Data for this task:
◆ ◆ ◆ ◆

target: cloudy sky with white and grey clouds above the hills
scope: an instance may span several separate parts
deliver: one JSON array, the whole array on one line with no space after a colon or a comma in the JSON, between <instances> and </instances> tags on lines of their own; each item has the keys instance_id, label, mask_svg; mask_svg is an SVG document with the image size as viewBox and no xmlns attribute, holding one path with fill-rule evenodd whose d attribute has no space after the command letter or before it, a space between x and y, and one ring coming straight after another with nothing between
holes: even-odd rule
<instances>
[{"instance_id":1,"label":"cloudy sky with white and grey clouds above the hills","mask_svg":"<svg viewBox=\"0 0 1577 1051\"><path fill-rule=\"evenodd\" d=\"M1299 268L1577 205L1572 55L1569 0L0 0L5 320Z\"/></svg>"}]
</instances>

◆ ◆ ◆ ◆

Problem:
For this exercise, write all the records out again exactly.

Answer to the problem:
target: cloudy sky with white and grey clouds above the hills
scope: an instance may span several separate parts
deliver: one JSON array, the whole array on one line with no space after a colon or a comma in the JSON, between <instances> and </instances> tags on lines of their own; each item has the keys instance_id, label, mask_svg; mask_svg is an SVG document with the image size as viewBox and no xmlns attribute, holding one path with fill-rule evenodd whose d attribute has no space after the command letter or before it, a space between x and y, and one ring coming straight after another with nothing between
holes: even-odd rule
<instances>
[{"instance_id":1,"label":"cloudy sky with white and grey clouds above the hills","mask_svg":"<svg viewBox=\"0 0 1577 1051\"><path fill-rule=\"evenodd\" d=\"M1299 268L1577 205L1572 55L1569 0L0 0L5 320Z\"/></svg>"}]
</instances>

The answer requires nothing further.